[Start of Given data]

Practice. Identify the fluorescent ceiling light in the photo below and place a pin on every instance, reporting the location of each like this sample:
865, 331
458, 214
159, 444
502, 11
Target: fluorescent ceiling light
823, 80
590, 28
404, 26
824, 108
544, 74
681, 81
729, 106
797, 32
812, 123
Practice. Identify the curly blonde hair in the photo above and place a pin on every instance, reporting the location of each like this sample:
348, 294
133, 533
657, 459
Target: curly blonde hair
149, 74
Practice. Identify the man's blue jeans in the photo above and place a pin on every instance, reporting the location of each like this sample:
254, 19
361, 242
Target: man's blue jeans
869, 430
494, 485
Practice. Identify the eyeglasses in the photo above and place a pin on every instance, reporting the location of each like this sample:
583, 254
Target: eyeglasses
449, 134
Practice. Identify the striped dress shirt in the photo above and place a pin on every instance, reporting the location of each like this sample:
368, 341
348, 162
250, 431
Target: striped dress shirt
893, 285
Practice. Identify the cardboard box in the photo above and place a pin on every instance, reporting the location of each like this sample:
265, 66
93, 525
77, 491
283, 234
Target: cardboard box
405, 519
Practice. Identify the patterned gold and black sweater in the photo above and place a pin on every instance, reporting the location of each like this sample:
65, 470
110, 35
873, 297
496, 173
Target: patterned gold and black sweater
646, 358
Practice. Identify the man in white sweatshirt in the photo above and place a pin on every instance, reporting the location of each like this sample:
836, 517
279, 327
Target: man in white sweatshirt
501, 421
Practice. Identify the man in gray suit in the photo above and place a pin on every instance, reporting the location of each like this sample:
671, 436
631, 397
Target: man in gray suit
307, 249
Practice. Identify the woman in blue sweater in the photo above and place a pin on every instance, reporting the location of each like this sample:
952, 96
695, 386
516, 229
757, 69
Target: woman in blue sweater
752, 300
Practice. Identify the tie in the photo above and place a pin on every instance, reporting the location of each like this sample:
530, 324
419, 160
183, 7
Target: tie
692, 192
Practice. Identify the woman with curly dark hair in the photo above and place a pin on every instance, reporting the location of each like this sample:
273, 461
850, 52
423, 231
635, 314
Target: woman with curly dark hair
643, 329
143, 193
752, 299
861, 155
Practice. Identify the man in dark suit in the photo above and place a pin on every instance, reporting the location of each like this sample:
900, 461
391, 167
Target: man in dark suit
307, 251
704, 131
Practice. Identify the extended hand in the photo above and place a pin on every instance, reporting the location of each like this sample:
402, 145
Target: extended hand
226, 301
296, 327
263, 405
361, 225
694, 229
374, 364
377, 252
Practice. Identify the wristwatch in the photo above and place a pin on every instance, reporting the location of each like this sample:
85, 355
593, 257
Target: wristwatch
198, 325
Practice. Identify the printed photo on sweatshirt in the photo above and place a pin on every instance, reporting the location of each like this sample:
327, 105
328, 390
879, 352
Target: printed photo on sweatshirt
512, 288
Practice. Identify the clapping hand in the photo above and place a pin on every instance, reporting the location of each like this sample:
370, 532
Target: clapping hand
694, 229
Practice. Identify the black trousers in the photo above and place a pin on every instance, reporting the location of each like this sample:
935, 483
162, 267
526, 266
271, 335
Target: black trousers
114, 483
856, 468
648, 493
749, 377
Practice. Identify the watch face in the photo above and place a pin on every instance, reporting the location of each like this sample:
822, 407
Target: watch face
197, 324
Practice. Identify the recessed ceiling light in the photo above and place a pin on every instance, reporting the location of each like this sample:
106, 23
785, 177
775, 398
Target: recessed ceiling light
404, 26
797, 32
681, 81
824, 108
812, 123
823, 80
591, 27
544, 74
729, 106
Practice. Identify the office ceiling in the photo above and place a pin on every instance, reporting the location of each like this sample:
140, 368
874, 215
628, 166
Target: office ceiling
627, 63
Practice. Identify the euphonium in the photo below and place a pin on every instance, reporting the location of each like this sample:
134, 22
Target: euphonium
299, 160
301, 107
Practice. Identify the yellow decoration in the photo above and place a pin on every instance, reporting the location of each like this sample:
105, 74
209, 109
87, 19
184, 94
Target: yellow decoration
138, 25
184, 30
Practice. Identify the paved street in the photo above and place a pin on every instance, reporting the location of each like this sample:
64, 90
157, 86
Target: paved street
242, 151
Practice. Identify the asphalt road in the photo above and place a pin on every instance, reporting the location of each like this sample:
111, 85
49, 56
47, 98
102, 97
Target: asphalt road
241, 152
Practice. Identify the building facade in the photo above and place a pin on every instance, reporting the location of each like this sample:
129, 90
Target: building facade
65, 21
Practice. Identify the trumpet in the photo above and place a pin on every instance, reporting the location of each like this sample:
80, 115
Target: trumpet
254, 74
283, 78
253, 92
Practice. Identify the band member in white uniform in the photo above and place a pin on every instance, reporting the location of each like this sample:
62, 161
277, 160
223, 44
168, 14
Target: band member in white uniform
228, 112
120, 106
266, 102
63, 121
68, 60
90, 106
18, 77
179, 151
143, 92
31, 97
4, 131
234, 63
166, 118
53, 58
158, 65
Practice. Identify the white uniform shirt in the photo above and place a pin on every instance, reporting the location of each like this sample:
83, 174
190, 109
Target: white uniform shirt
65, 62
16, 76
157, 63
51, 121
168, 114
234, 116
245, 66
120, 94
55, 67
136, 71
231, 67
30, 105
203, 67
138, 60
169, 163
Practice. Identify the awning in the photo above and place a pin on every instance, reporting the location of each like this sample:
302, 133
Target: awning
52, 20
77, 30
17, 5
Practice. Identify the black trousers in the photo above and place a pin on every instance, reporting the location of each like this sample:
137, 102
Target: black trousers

[End of Given data]

Objective: Render the material above as a JSON list of strings, with one string per line and blank lines left out.

The completed task:
[
  "Practice. Identify the fluorescent ceiling light in the photo below and place a pin on every instance, reporting the location of each like this sample:",
  "865, 331",
  "458, 214",
  "159, 444",
  "502, 11",
  "Target: fluorescent ceiling light",
  "823, 80",
  "590, 28",
  "404, 26",
  "824, 108",
  "544, 74",
  "681, 81",
  "729, 106",
  "797, 32",
  "812, 123",
  "Practice. Identify the curly blonde hair in the photo above and place a pin on every instance, reporting the location of each like this sample:",
  "348, 294",
  "133, 533",
  "657, 459",
  "Target: curly blonde hair",
  "149, 74",
  "Practice. Identify the man's blue jeans in the photo above and place a pin on every instance, reporting the location of each like this sample:",
  "254, 19",
  "361, 242",
  "Target: man's blue jeans",
  "869, 430",
  "494, 485",
  "Practice. Identify the eyeglasses in the photo above and place a pin on every instance, reporting the location of each like this sample:",
  "583, 254",
  "Target: eyeglasses",
  "449, 134",
  "Practice. Identify the striped dress shirt in the photo above and place a pin on every instance, reporting the location of each like this sample:",
  "368, 341",
  "348, 162",
  "250, 431",
  "Target: striped dress shirt",
  "893, 285",
  "Practice. Identify the cardboard box in the photo above and place a pin on every instance, reporting the location of each like this sample:",
  "265, 66",
  "93, 525",
  "77, 491",
  "283, 234",
  "Target: cardboard box",
  "405, 519",
  "Practice. Identify the patterned gold and black sweater in the photo above and place a pin on every instance, reporting the location of each like this sample:",
  "65, 470",
  "110, 35",
  "873, 297",
  "496, 173",
  "Target: patterned gold and black sweater",
  "646, 358",
  "Practice. Identify the man in white sweatshirt in the photo above and place a pin on every instance, reporting the location of each like this sample:",
  "836, 517",
  "279, 327",
  "Target: man in white sweatshirt",
  "501, 421",
  "Practice. Identify the man in gray suit in the photo above and place a pin on every instance, reporting the location of each like this sample:",
  "671, 436",
  "631, 397",
  "Target: man in gray suit",
  "307, 249",
  "Practice. Identify the woman in blue sweater in the photo above and place a pin on every instance, reporting the location of each like this sample:",
  "952, 96",
  "695, 386",
  "516, 229",
  "757, 69",
  "Target: woman in blue sweater",
  "752, 300",
  "Practice. Identify the tie in the photo above and place a pin on every instance, reporting the location of each like this sample:",
  "530, 324",
  "419, 160",
  "183, 7",
  "Target: tie",
  "692, 192",
  "Practice. Identify the woman with curly dark hair in the photo above and place a pin on every instance, reporting the location of each like this sample:",
  "273, 461",
  "850, 52",
  "423, 231",
  "635, 314",
  "Target: woman with curly dark hair",
  "643, 329",
  "143, 193",
  "752, 299",
  "861, 155",
  "Practice. Identify the man in dark suit in the photo above and place a pin on every instance, reporting the location of each like this sample:",
  "900, 461",
  "391, 167",
  "Target: man in dark suit",
  "307, 251",
  "704, 131",
  "Practice. Identify the extended hand in the photo above and place a pin on every instance, reporting the location of each like this sample:",
  "402, 145",
  "Target: extended hand",
  "226, 301",
  "296, 327",
  "263, 405",
  "361, 225",
  "694, 229",
  "374, 364",
  "377, 252",
  "Practice. Identify the wristwatch in the photo above and place a pin on every instance, reporting the location of each like this sample:",
  "85, 355",
  "593, 257",
  "Target: wristwatch",
  "198, 325",
  "Practice. Identify the printed photo on sweatshirt in the photo above and place a pin on every instance, reporting the location of each like this sample:",
  "327, 105",
  "328, 390",
  "879, 352",
  "Target: printed photo on sweatshirt",
  "512, 288",
  "Practice. Identify the clapping hand in the photo above and place a pin on every instance, reporting the location of each like this sample:",
  "370, 532",
  "Target: clapping hand",
  "694, 229",
  "Practice. Identify the black trousers in the photo above and place a pin on every instance, reporting the location of each like this sample:",
  "935, 483",
  "162, 267",
  "526, 266",
  "271, 335",
  "Target: black trousers",
  "114, 483",
  "856, 468",
  "648, 493",
  "749, 377",
  "Practice. Identify the watch face in the photo above and place a pin on every instance, reporting the location of each like this sample:",
  "822, 407",
  "Target: watch face",
  "197, 324",
  "Practice. Identify the recessed ceiling light in the photo above and place a pin on every instance, reporting the location of each like this sample:",
  "106, 23",
  "785, 177",
  "775, 398",
  "Target: recessed ceiling light",
  "404, 26",
  "797, 32",
  "681, 81",
  "824, 108",
  "812, 123",
  "823, 80",
  "591, 27",
  "544, 74",
  "729, 106",
  "Practice. Identify the office ceiling in the photo above and place a pin on every instance, reporting the location of each like this sample:",
  "140, 368",
  "874, 215",
  "628, 166",
  "Target: office ceiling",
  "627, 63",
  "Practice. Identify the euphonium in the photo below and place a pin on every instance, reporting the location of each like this sample:",
  "134, 22",
  "Target: euphonium",
  "299, 160",
  "301, 107",
  "Practice. Identify the yellow decoration in the photo above and place a pin on every instance, reporting the location of each like this sample:",
  "105, 74",
  "209, 109",
  "87, 19",
  "184, 94",
  "Target: yellow decoration",
  "138, 25",
  "184, 30",
  "Practice. Identify the paved street in the photo above and place a pin on every instance, reporting the location of each like this sample:",
  "64, 90",
  "157, 86",
  "Target: paved street",
  "242, 151",
  "Practice. Identify the asphalt road in the photo above and place a pin on every instance, reporting the location of each like this sample:",
  "111, 85",
  "49, 56",
  "47, 98",
  "102, 97",
  "Target: asphalt road",
  "241, 152",
  "Practice. Identify the building facade in the photo above and place a pin on every instance, reporting the location of each like this sample:",
  "129, 90",
  "Target: building facade",
  "65, 21",
  "Practice. Identify the trumpet in the photo above and place a pin on every instance, reporting the location of each like this sample:",
  "80, 115",
  "Target: trumpet",
  "254, 74",
  "283, 78",
  "253, 92",
  "Practice. Identify the band member in white uniform in the photo above and place a pin on every instance, reporting the location of each like this sample:",
  "62, 161",
  "277, 160",
  "223, 44",
  "168, 14",
  "Target: band member in white uniform",
  "228, 112",
  "120, 106",
  "266, 102",
  "63, 121",
  "68, 60",
  "90, 106",
  "18, 77",
  "179, 151",
  "143, 92",
  "31, 97",
  "4, 131",
  "234, 63",
  "166, 118",
  "53, 58",
  "158, 65",
  "Practice. Identify the white uniform shirt in the photo above and place a pin on every instance, reporting the location of each like this sample:",
  "83, 174",
  "190, 109",
  "Target: white uniform shirt",
  "65, 62",
  "16, 76",
  "157, 63",
  "51, 121",
  "168, 114",
  "234, 116",
  "245, 66",
  "120, 94",
  "55, 67",
  "136, 71",
  "231, 67",
  "30, 105",
  "203, 67",
  "138, 60",
  "169, 163",
  "Practice. Identify the awning in the photo above and place a pin on every instance, reporting the location of each like this sample:",
  "302, 133",
  "Target: awning",
  "52, 20",
  "77, 30",
  "17, 5",
  "Practice. Identify the black trousers in the photo above and place a pin on every instance, reporting the location of each like this sample:",
  "137, 102",
  "Target: black trousers"
]